# Glow Gauges



## s132nr (Feb 27, 2006)

Hey does any1 know where i can get these exact guages. Its says for the newer sentra..................Were could i get one for a 97 se-r............Thanks or do u think those these would fit

http://www.elgauges.com/index.asp?PageAction=VIEWPROD&ProdID=216


----------



## TheMadCheshire (Dec 30, 2004)

imma gonna hafta say no on the link. Try Import Intellegence for gauges to fit your car.


----------



## LIUSPEED (May 29, 2002)

maybe i can scrounge up some older dealer accounts and get you some el reverse guages.. i know i have a set on my GA right now and im sure se-r are more popular.


----------



## JRinke (Jan 10, 2006)

Here you go. This place has THE best selection of Reverse and glows. 
MakotoAutoTrends.com


----------



## s132nr (Feb 27, 2006)

nah im looking for those exact gauges as the one on this guys car...............

http://www.cardomain.com/ride/2042387

scroll down.............were can i get em:jawdrop:


----------



## WRteam200sx (Mar 15, 2003)

sell yah mine.... i dont want them anymore they even have the controller to change the center from the blue to green and dim it....

PM me if your interested


----------



## s132nr (Feb 27, 2006)

any pics???????????????


----------



## WRteam200sx (Mar 15, 2003)

sorry man, i just sold them last week, i tried to sell them to ya, but you didnt get back to me in time...


----------



## Sorority Demon (Jul 15, 2005)

I have seen some gauges like that on ebay. I got a set similar to the ones that are on that car domain for my integra on ebay. They were like $40 shipped. Currently there is a set being sold on there, but I don't think they are for a se-r, as they have no tach.


----------

◆ MATERIAL SUPPLIED ◆
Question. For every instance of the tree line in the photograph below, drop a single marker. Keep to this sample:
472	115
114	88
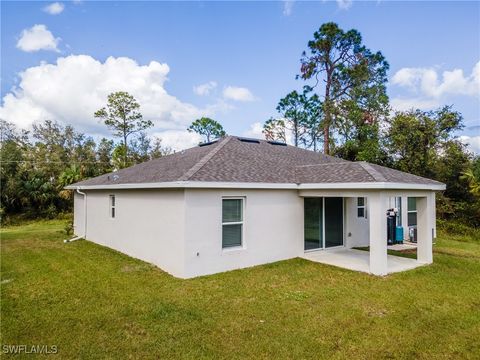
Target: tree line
342	109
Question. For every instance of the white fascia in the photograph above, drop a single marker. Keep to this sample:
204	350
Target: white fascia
242	185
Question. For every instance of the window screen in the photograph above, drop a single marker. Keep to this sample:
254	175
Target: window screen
361	207
412	211
112	206
232	222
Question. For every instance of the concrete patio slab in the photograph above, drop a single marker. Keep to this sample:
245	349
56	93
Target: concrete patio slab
359	260
404	246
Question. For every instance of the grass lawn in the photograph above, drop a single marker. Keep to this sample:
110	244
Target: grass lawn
93	302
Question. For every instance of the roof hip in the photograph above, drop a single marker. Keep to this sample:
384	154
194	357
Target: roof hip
373	173
194	169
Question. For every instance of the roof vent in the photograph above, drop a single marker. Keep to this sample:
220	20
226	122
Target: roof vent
279	143
208	143
249	140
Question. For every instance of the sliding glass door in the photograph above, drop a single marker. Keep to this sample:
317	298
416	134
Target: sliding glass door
313	223
323	222
333	222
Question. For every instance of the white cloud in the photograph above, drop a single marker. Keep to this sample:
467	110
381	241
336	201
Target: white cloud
179	139
54	8
473	142
404	104
344	4
38	37
74	87
288	7
255	131
237	94
205	89
427	81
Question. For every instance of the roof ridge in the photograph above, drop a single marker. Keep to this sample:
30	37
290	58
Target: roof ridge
377	176
346	162
193	170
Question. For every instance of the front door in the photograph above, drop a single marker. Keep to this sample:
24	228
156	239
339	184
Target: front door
323	222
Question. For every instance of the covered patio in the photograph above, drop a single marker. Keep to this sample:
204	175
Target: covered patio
364	224
359	260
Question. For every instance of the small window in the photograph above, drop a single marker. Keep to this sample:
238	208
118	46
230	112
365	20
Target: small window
412	211
232	222
361	207
112	206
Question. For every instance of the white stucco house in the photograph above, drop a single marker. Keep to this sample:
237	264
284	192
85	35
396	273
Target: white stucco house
239	202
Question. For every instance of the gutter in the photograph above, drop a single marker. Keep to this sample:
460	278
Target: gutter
84	236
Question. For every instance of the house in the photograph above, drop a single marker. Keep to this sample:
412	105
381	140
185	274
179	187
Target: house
239	202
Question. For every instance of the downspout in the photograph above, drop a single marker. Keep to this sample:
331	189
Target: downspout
84	236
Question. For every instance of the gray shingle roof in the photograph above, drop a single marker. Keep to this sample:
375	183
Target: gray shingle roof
234	159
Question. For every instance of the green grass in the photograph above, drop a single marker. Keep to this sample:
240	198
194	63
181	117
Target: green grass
93	302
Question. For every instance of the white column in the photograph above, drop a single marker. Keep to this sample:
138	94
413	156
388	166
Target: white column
405	216
377	219
433	211
424	230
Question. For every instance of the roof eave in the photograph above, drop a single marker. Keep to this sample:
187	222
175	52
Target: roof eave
246	185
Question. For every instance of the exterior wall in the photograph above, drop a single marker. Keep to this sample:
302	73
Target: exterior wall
180	231
273	229
148	225
356	228
78	215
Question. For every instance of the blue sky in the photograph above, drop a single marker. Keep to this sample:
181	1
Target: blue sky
248	53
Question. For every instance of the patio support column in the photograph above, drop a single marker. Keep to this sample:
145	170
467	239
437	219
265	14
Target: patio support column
424	229
377	219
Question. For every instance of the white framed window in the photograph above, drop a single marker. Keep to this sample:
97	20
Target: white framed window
412	211
398	205
112	206
362	207
232	222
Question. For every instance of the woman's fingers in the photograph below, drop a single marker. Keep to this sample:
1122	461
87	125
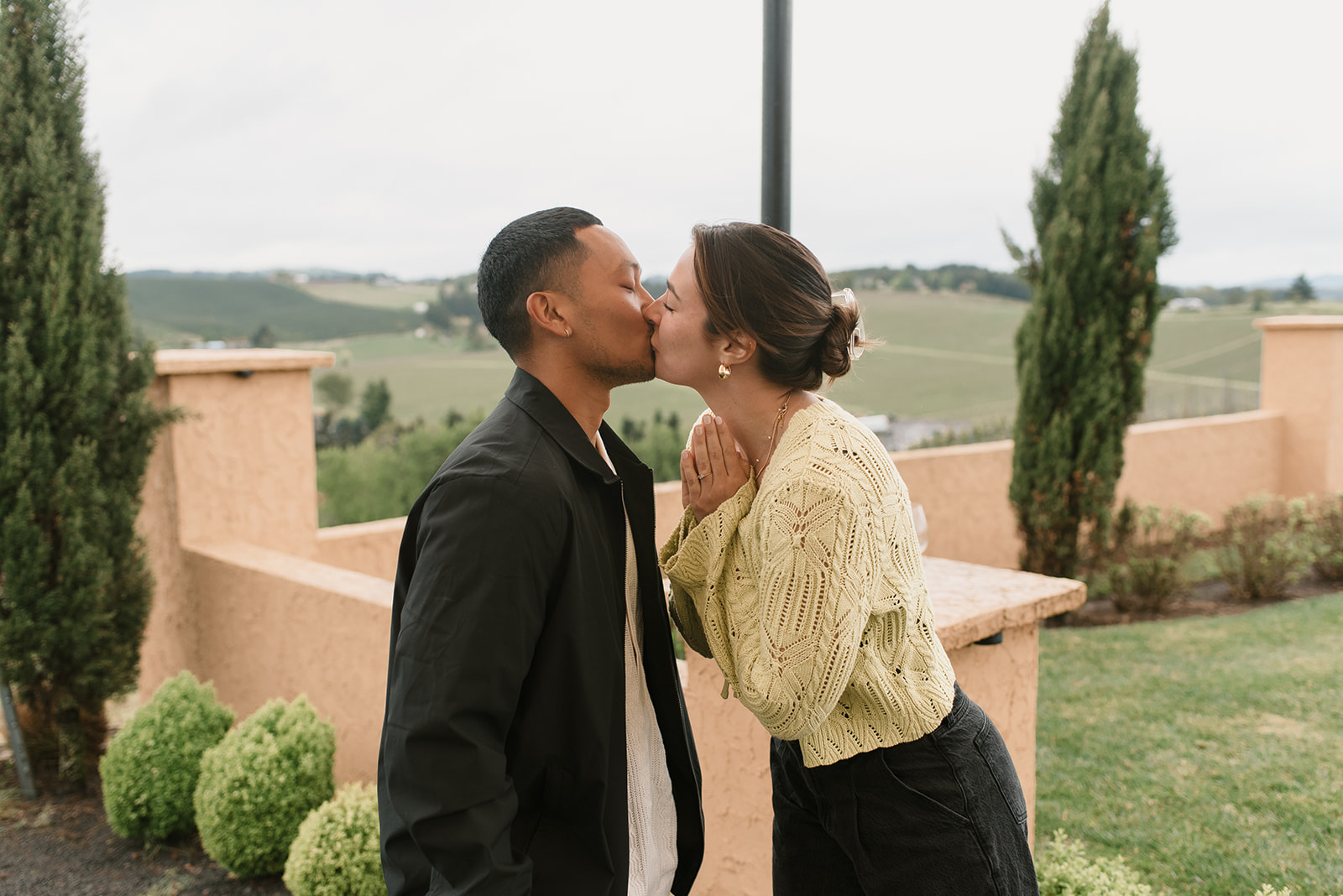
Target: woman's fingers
687	474
734	461
700	448
713	431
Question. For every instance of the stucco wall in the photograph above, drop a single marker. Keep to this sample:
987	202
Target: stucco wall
364	548
273	625
253	597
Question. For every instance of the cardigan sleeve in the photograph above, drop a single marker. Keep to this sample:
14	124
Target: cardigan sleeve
790	633
693	558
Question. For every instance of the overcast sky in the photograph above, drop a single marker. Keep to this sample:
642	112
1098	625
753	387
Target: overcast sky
400	136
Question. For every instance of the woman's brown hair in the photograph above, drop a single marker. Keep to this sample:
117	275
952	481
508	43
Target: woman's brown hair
759	280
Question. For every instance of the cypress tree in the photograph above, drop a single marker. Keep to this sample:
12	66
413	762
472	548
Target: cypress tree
76	425
1101	217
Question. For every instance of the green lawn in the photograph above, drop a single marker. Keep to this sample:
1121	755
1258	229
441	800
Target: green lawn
235	309
1206	752
947	357
403	295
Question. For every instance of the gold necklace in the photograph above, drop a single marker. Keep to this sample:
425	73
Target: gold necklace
774	432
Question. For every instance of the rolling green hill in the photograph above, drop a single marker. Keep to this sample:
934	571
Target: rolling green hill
234	309
948	356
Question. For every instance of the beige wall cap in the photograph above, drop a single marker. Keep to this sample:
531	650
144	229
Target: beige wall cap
971	602
179	361
1302	322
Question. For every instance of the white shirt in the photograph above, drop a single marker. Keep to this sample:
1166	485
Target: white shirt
651	809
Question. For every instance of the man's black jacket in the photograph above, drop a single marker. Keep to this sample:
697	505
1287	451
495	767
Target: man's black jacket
503	758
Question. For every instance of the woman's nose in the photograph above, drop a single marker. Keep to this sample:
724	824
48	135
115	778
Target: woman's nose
653	311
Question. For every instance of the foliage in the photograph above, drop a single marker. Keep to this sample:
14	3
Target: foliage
658	445
1064	868
375	405
1101	219
1326	530
980	432
1146	555
264	338
456	309
383	477
1202	750
1266	546
234	309
336	391
336	852
259	784
152	765
1300	290
76	425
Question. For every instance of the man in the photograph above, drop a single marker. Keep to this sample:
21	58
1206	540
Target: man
536	738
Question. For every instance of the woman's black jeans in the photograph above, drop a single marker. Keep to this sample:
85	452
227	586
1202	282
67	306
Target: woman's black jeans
940	815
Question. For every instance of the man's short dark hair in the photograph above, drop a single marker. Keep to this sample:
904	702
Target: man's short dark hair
535	253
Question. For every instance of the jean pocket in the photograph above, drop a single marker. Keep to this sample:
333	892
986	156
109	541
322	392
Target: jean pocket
923	779
991	748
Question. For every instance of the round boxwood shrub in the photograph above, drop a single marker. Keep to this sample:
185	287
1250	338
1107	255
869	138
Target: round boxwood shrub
259	784
151	768
336	852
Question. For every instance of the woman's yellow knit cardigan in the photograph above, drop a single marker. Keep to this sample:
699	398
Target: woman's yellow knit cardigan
810	595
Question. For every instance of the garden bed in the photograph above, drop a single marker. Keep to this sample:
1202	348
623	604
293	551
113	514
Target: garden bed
64	846
1206	598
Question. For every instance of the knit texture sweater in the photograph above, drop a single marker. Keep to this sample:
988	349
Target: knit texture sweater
809	591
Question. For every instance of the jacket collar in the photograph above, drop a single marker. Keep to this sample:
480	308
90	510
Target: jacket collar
541	404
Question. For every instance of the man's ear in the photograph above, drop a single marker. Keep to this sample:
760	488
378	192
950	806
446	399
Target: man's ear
547	310
736	347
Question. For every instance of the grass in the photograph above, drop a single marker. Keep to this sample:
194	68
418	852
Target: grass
947	357
235	309
1208	752
403	295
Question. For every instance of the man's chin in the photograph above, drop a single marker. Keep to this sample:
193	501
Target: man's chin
628	374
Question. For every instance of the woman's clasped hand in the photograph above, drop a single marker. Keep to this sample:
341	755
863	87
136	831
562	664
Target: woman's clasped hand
712	468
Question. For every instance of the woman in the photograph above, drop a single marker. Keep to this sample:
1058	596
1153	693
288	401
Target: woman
797	568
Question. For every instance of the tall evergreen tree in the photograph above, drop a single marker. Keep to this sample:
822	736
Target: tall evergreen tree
76	425
1101	217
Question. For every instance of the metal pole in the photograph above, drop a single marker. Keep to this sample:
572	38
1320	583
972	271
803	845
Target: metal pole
776	149
20	754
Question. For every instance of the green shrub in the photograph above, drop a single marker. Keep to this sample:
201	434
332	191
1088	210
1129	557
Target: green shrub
1266	549
1148	551
151	768
1063	868
336	852
259	784
383	475
1326	529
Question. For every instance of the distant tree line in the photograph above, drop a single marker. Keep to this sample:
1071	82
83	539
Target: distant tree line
966	278
336	391
1300	290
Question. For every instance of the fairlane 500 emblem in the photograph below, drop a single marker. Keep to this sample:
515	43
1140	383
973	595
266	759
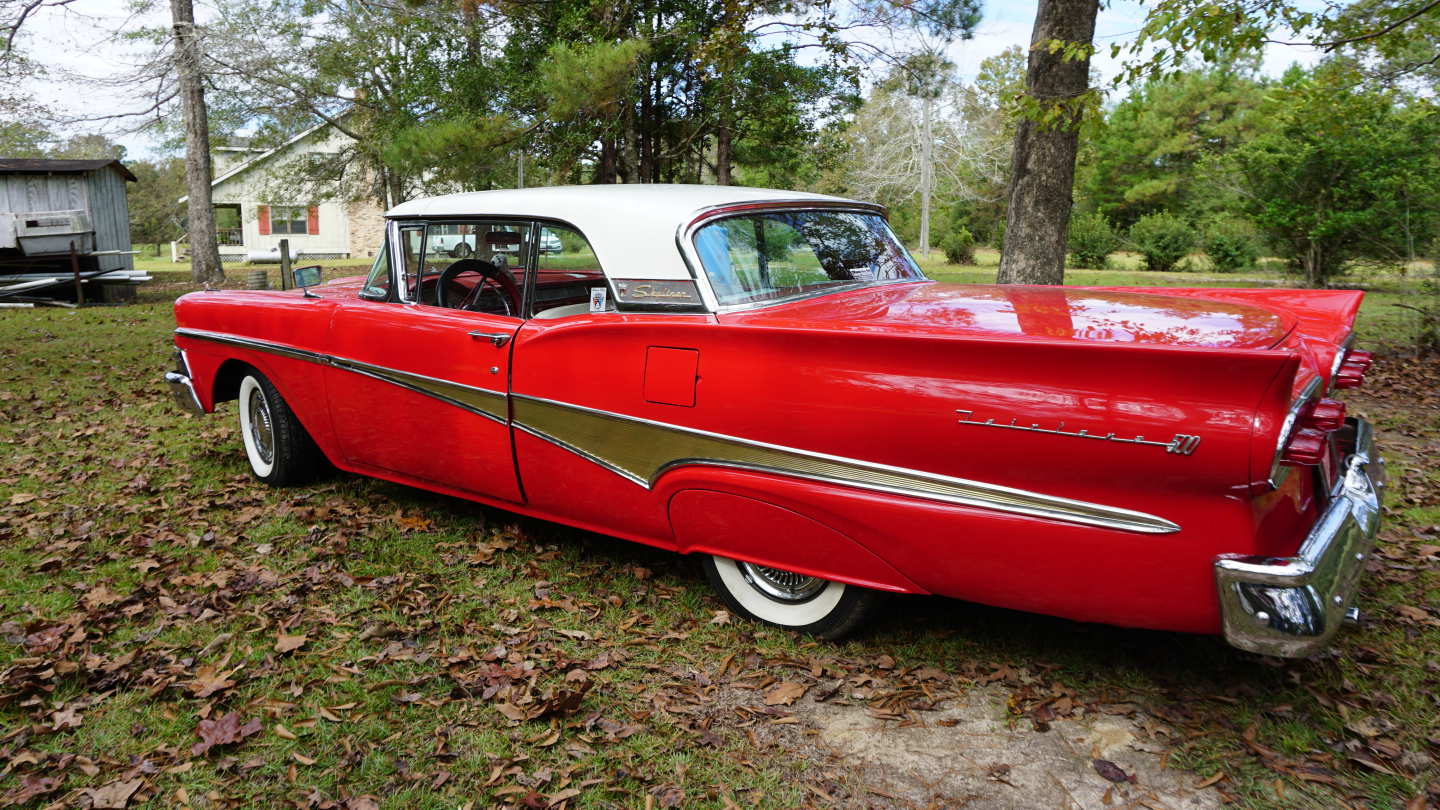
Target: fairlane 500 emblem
1182	444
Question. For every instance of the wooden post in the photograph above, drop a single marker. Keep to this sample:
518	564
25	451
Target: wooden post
75	268
284	264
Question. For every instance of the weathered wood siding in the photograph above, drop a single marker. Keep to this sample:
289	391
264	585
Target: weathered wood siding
23	193
110	215
100	192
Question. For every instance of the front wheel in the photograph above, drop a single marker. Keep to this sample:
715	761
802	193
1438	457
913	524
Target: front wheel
807	604
277	446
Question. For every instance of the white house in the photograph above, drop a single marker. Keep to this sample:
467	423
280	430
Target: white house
257	203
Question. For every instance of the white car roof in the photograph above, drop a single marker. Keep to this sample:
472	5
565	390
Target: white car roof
631	227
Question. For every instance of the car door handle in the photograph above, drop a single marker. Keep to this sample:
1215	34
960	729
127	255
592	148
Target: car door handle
497	337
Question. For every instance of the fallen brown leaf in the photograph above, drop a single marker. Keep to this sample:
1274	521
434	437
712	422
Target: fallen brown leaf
114	796
1110	771
222	732
785	693
287	643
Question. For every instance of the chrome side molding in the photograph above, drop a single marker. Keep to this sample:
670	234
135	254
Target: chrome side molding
642	451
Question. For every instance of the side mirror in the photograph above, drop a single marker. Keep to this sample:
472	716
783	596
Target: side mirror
306	276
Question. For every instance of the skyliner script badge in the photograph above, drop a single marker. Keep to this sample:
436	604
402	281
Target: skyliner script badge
1182	444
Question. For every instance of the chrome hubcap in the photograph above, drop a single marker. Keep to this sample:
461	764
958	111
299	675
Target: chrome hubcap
782	585
262	431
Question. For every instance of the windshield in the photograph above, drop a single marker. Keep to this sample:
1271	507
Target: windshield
763	257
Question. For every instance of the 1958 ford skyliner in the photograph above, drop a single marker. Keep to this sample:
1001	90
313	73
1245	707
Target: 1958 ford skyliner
768	379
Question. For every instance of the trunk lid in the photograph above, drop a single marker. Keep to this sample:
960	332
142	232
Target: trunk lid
1050	313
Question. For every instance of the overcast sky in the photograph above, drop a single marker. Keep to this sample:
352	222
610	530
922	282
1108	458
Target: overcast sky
72	39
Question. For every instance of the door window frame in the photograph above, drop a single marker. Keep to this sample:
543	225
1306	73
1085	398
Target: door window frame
401	291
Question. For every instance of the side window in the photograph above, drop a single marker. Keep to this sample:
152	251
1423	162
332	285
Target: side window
566	273
378	284
475	265
412	237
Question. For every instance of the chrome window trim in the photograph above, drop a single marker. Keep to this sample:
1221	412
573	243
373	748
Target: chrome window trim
1279	472
686	234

◆ WORK INSTRUCTIONS ◆
a – In the glow gauges thread, what did Sorority Demon pay for the set bought on eBay?
b – Name each distinct user who posts in the glow gauges thread, listing each one only once.

◆ SOLUTIONS PER TASK ◆
a – About $40 shipped.

b – s132nr, TheMadCheshire, LIUSPEED, JRinke, WRteam200sx, Sorority Demon